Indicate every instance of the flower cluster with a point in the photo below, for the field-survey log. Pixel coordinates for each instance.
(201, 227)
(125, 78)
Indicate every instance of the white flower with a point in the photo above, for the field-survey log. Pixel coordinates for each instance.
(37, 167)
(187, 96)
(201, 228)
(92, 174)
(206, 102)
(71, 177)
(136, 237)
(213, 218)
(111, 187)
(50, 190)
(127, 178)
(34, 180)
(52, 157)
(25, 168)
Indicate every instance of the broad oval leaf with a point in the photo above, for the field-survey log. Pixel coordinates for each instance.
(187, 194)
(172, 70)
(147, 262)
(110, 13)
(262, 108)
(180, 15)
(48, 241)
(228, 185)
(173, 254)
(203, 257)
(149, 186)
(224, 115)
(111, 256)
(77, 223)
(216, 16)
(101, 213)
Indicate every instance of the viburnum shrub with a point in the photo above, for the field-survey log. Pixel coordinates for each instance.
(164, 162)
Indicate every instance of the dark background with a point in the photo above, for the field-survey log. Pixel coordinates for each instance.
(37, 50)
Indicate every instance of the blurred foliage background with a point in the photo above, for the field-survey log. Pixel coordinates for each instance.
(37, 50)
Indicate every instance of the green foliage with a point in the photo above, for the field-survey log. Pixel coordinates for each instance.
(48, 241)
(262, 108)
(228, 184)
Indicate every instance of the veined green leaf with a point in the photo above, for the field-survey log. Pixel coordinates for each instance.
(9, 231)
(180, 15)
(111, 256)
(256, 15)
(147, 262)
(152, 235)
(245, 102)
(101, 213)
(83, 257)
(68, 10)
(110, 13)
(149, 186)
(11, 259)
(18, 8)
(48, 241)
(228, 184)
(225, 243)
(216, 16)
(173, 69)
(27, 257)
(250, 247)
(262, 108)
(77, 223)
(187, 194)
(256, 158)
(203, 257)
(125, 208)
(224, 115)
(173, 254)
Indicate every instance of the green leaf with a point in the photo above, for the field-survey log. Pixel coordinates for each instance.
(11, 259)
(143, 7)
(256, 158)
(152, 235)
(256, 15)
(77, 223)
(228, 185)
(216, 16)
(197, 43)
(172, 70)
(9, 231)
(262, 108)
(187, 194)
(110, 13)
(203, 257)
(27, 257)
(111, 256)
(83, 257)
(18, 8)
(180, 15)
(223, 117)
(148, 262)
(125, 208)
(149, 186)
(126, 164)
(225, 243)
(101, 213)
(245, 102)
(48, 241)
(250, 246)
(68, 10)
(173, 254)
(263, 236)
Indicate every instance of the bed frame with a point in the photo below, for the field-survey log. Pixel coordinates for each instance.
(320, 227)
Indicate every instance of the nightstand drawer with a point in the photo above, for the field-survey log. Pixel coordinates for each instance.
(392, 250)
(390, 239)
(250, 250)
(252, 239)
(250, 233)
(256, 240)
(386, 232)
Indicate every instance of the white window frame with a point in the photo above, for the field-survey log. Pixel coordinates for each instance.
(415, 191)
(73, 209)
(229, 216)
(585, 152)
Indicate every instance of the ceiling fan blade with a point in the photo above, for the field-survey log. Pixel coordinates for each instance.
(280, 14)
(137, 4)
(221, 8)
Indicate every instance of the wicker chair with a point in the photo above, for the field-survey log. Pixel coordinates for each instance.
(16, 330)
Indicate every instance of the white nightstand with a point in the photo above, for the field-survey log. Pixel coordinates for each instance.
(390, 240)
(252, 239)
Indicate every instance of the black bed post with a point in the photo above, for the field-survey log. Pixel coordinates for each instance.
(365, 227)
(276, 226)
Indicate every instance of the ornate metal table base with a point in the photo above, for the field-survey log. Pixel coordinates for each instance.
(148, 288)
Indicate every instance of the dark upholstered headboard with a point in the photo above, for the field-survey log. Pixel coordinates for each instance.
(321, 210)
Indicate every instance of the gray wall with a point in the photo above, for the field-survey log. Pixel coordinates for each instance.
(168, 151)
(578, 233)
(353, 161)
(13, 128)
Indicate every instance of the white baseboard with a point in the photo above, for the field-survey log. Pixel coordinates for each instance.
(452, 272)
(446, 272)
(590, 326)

* * *

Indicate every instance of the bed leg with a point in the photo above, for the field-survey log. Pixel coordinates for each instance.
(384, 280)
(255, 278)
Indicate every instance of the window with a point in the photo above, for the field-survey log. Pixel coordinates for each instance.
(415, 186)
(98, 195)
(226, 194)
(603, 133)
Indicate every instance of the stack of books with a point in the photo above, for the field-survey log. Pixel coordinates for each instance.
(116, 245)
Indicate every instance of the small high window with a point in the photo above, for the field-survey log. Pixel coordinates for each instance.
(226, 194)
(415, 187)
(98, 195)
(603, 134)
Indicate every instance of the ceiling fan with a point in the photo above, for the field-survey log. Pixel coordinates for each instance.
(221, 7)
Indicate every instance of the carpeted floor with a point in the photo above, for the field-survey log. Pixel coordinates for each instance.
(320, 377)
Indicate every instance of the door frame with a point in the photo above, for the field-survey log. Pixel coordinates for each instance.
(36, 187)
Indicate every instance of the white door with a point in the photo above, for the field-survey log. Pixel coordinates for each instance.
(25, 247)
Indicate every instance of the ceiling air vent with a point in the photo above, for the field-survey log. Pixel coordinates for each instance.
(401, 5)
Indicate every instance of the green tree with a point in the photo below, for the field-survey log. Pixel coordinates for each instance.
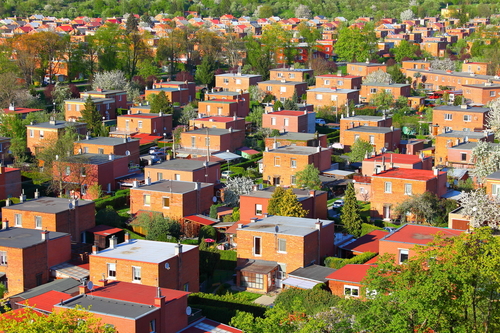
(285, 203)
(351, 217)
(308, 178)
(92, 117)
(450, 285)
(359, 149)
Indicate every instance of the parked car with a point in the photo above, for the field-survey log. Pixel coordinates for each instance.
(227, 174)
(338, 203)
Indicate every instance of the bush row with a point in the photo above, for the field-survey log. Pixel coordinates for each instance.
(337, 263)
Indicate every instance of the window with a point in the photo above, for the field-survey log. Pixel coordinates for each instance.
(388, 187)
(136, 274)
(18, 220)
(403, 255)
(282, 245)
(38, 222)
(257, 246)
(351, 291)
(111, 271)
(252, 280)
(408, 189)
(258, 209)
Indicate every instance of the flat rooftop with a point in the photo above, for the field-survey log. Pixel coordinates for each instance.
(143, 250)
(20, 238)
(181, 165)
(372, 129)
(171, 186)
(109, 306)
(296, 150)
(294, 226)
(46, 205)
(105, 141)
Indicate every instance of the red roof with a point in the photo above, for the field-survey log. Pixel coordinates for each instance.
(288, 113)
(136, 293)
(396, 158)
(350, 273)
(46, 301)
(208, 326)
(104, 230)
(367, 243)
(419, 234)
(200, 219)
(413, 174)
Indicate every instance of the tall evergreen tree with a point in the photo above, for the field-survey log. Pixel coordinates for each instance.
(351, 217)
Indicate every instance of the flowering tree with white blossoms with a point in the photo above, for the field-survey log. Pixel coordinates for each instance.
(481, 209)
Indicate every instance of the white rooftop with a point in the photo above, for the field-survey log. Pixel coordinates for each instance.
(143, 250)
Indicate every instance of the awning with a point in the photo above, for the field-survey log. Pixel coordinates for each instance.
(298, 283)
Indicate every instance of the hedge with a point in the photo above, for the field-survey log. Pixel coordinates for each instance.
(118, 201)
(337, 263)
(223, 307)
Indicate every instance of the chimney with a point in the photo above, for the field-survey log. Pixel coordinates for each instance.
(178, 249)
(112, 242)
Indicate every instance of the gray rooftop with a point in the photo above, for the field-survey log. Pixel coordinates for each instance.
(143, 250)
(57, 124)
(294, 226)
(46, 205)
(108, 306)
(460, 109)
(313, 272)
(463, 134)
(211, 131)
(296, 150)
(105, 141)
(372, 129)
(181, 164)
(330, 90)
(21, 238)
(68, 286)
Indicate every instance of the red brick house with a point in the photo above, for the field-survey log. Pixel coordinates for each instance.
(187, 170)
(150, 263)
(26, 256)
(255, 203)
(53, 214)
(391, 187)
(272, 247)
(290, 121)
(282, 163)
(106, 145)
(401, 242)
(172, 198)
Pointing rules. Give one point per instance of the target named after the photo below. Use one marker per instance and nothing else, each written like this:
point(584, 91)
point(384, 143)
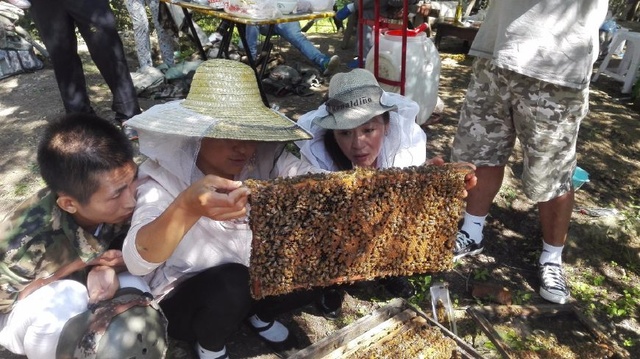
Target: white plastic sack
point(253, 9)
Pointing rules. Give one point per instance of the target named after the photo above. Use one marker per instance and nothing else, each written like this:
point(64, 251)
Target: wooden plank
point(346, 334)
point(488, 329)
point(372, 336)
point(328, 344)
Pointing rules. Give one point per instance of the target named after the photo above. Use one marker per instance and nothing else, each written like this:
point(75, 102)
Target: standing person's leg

...

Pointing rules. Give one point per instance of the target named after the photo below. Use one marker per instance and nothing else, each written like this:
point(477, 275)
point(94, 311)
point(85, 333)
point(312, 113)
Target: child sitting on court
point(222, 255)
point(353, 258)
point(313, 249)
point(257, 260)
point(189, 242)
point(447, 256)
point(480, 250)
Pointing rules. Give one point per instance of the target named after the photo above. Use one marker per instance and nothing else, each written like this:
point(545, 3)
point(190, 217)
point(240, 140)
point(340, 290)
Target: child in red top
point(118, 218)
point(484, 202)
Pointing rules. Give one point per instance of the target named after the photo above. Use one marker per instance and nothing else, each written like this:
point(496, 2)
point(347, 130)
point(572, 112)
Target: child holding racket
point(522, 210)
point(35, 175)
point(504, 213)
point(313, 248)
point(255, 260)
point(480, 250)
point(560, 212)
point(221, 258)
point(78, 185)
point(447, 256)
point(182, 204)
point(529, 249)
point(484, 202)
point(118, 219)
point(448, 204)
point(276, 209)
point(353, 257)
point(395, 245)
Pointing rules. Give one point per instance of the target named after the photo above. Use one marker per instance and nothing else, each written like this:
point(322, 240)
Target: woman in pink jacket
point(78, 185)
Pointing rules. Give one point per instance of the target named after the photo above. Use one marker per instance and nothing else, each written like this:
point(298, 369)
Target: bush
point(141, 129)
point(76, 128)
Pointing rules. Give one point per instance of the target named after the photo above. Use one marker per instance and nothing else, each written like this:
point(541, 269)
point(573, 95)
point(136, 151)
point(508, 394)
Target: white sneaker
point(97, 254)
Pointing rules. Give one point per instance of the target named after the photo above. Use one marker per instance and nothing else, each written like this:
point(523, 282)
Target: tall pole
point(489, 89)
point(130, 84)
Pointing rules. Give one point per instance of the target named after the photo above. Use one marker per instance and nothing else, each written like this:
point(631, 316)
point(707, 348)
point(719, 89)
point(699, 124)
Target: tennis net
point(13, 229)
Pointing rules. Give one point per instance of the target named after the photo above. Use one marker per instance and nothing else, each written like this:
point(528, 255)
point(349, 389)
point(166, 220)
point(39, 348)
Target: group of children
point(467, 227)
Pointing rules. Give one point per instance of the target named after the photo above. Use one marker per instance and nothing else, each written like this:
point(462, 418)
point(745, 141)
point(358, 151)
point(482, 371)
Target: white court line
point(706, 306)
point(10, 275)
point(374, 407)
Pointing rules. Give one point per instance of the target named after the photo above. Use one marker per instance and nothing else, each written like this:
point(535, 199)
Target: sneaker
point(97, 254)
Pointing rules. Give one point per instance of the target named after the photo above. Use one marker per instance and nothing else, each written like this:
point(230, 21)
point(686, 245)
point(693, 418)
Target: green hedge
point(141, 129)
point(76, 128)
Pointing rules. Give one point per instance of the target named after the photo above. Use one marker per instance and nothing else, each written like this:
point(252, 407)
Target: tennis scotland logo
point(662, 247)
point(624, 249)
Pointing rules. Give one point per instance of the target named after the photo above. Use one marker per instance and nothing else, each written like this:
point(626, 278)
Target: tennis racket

◆ **Task to complete**
Reproduce exactly, and with no other material, the lines between those holding "point(523, 282)" and "point(39, 348)", inclusive.

◆ **Written reply**
point(523, 282)
Target: tall pole
point(489, 89)
point(130, 84)
Pointing rules. Give one point per instance of the target named after the photo above. Use one marker per instance and nothing else, each written like this:
point(631, 316)
point(707, 348)
point(719, 89)
point(699, 124)
Target: tennis net
point(13, 229)
Pointing rules. Give one point per instance of the target named after the photo above. Use one marker per instance and nothing else, each written like this:
point(528, 255)
point(349, 389)
point(166, 220)
point(39, 348)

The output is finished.